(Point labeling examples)
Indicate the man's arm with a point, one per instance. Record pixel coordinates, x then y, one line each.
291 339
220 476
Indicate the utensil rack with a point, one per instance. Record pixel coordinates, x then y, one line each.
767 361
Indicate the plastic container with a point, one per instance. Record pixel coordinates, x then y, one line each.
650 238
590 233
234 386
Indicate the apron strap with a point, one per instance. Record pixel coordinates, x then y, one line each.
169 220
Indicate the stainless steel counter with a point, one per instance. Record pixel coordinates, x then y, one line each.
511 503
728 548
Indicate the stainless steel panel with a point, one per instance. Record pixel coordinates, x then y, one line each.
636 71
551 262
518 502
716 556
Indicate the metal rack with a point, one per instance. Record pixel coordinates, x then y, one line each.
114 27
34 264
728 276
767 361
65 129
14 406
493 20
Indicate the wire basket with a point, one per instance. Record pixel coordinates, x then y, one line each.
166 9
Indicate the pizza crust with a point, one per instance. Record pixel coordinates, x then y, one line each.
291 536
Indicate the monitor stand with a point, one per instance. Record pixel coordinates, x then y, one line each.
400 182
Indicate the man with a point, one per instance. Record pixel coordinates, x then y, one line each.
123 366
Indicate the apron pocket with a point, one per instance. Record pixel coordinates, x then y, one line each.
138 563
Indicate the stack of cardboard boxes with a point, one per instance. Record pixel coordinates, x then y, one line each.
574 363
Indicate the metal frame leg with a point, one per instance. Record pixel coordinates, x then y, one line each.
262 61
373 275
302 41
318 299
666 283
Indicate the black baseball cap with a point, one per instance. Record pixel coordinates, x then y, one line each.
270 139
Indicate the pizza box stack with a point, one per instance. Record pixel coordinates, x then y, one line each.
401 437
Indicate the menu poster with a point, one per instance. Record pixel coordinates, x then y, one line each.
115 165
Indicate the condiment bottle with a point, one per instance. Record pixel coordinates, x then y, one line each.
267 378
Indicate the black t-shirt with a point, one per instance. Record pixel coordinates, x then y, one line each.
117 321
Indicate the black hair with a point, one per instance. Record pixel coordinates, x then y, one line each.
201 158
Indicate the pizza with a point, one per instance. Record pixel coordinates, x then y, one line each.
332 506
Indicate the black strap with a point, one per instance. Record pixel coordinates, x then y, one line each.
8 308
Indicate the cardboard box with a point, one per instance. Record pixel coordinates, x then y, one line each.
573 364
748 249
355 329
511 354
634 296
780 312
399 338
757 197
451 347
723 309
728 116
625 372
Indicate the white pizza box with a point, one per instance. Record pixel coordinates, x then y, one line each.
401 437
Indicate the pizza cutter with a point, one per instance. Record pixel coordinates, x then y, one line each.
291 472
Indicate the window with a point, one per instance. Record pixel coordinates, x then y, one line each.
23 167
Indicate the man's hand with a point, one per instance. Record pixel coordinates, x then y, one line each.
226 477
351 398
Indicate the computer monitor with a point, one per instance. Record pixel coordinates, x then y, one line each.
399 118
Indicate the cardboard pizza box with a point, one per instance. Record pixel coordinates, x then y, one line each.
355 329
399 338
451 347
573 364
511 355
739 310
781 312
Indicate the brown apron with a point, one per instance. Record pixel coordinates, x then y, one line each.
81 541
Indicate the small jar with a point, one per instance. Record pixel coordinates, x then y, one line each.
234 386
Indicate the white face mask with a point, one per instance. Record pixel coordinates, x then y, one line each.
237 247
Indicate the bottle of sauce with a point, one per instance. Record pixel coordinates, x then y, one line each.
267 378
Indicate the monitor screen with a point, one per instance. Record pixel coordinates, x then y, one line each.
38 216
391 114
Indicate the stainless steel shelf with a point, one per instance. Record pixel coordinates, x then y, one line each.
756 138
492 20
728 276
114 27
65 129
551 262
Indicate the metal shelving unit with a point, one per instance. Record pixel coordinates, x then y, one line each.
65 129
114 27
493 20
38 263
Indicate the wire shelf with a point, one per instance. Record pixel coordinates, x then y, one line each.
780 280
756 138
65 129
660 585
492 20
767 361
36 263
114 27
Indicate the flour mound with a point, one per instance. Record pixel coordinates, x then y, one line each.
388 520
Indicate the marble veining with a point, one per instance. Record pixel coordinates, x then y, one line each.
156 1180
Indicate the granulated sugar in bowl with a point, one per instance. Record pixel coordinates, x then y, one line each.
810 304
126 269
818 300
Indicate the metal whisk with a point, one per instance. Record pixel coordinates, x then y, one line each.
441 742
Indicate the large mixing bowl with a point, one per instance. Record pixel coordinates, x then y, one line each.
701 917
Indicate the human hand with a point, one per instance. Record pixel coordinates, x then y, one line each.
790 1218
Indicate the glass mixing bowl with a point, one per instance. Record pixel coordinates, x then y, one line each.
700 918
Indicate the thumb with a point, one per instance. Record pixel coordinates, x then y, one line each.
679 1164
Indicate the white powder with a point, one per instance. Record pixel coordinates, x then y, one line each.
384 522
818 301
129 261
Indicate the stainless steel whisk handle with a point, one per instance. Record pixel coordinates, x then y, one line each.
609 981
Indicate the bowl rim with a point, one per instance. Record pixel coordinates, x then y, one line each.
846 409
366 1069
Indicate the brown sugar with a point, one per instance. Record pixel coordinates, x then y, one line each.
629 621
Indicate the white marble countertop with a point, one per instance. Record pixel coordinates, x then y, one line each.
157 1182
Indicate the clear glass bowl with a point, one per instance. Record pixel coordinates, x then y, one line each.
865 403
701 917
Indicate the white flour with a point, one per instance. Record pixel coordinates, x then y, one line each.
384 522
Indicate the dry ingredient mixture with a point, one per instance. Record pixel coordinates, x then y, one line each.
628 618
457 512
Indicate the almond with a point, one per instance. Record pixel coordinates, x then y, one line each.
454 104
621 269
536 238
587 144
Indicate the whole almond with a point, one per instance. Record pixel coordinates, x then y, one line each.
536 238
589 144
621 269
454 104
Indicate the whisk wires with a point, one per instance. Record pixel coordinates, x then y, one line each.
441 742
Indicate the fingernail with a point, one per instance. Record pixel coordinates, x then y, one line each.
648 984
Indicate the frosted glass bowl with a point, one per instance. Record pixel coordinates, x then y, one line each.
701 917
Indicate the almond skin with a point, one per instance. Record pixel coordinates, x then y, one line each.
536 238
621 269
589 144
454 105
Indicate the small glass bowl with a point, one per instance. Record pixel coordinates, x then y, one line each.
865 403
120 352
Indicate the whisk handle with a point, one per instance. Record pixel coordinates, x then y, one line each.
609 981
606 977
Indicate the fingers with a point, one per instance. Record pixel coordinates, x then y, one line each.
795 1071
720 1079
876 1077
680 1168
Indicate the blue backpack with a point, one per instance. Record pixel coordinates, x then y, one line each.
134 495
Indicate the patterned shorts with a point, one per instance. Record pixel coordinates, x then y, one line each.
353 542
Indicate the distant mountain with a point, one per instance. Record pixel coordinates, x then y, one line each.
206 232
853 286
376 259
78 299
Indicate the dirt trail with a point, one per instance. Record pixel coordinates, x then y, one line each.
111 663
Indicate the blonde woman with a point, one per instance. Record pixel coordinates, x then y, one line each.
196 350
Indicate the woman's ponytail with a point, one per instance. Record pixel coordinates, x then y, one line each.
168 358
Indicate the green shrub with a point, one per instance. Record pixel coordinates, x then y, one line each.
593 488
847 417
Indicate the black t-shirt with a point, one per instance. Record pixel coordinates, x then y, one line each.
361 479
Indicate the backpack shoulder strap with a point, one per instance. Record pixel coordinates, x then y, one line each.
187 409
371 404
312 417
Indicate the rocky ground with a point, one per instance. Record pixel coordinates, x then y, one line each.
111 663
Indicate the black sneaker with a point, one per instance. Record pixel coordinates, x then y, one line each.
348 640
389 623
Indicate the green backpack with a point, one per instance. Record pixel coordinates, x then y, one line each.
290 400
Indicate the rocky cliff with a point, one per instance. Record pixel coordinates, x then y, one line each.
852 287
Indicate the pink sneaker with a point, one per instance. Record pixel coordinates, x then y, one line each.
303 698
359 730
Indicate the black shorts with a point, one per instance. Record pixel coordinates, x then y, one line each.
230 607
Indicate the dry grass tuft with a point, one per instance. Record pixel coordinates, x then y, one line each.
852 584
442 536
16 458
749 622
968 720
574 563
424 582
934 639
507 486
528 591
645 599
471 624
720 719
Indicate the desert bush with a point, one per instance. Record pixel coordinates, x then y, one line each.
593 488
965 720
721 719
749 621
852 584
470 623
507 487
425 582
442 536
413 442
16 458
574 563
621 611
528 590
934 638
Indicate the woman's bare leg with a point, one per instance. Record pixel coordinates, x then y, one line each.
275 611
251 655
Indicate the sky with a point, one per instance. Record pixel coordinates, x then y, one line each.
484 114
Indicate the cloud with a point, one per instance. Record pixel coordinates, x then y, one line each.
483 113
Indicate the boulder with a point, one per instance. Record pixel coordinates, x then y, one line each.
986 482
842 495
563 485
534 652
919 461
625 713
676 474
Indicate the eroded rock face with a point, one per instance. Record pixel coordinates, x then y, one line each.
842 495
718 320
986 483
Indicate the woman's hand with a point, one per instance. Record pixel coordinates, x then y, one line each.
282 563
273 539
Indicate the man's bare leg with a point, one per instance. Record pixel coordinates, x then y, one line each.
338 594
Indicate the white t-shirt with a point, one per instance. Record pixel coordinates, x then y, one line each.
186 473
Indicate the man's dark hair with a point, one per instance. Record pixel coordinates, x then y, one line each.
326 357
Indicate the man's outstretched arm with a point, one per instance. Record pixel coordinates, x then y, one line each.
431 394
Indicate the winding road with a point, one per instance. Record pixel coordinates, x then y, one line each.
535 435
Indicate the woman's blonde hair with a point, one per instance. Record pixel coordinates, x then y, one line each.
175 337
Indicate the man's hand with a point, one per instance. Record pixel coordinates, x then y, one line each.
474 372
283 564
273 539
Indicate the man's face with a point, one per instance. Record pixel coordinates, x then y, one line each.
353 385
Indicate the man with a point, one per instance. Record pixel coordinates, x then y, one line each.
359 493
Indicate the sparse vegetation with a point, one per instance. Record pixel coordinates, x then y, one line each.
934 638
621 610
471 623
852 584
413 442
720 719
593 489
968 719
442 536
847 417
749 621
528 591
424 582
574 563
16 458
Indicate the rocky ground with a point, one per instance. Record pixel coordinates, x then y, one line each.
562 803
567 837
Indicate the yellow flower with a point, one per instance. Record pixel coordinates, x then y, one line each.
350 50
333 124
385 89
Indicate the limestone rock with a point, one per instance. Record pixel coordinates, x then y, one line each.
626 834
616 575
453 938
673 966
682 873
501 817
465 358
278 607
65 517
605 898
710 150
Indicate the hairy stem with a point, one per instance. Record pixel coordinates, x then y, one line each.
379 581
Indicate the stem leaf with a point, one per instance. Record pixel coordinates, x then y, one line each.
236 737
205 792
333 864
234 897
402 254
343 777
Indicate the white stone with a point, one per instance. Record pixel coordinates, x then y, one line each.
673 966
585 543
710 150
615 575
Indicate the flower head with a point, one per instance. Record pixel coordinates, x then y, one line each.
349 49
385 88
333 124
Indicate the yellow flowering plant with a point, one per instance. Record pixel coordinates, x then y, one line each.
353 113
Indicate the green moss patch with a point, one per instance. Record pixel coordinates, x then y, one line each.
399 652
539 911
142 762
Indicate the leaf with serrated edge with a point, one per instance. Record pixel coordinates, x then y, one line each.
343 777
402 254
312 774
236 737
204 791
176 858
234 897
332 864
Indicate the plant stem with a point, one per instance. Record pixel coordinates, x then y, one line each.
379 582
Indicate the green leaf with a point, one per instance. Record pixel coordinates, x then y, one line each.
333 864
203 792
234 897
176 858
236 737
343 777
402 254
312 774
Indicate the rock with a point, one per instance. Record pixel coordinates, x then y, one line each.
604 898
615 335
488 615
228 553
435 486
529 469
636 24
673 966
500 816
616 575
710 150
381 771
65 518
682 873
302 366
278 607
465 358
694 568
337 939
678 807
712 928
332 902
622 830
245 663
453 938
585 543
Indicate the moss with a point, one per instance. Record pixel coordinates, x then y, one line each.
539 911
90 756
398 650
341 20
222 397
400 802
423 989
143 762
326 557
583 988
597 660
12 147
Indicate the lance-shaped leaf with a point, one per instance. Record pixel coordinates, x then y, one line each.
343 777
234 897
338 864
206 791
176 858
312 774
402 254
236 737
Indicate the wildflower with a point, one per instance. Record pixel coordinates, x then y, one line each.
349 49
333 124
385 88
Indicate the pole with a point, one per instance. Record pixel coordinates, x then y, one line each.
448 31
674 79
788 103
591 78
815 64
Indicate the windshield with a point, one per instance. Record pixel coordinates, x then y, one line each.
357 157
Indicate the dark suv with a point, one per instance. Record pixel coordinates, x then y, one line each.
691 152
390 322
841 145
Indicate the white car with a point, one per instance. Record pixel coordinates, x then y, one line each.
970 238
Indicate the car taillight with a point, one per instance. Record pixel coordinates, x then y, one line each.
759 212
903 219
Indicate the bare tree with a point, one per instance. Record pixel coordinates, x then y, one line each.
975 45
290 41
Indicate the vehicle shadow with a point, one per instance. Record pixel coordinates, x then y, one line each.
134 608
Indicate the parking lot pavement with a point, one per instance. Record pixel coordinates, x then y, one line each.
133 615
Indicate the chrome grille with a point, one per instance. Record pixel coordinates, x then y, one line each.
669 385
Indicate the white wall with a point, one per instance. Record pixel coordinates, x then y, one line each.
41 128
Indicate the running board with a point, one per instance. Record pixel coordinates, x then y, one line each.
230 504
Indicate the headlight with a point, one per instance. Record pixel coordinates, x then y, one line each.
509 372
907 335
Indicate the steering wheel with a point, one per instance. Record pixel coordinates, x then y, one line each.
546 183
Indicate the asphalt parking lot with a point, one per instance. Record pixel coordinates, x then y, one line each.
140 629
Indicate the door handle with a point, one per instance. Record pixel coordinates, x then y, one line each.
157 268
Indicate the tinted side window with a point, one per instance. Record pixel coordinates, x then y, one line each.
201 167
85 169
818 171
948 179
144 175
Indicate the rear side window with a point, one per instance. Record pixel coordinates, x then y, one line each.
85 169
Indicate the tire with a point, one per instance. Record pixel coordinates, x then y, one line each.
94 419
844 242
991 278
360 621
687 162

Brief: Write out, word for word, the line containing "Indicate the vehicle" and every line after it to the end of the data above.

Solution to the exercise:
Indicate the vehicle shadow with a point, one per instance. Record pixel coordinates, x then y, one line each.
134 608
Indicate the parking lot pavement with a point, one per instance. Record pixel coordinates, x then y, one line each.
133 615
Indicate the chrome grille with a point, one per instance. Record pixel coordinates, x then y, one line each.
669 385
Indicate the white wall with a point, one per instance. Record pixel coordinates, x then y, one line each.
41 128
Indicate the running board with a point, one per instance. Record pixel coordinates, x then y, one line each.
230 504
Indicate the headlight with a point, one per instance. Record pixel coordinates, x then y, one line each.
509 372
907 335
Indicate the steering wheel with a point, one per instance. Record pixel coordinates, x then y, one line each.
546 183
Indicate the asphalt parking lot with a point, one per instance. Record pixel coordinates, x then y, one line each.
140 629
Indicate the door handle with a point, one per instance. Record pixel coordinates, x then y, one line each.
157 268
Indicate the tinted side window with a point, one per instance. Record pixel coordinates, x then y, one line each.
201 167
85 169
818 171
948 179
144 175
Indicate the rear side window with a point, one per instance. Record pixel coordinates, x then y, one line each.
85 169
Indicate the tire with a point, one per instance. Record pixel coordinates, x then y, one line each.
94 419
844 242
991 278
360 621
687 162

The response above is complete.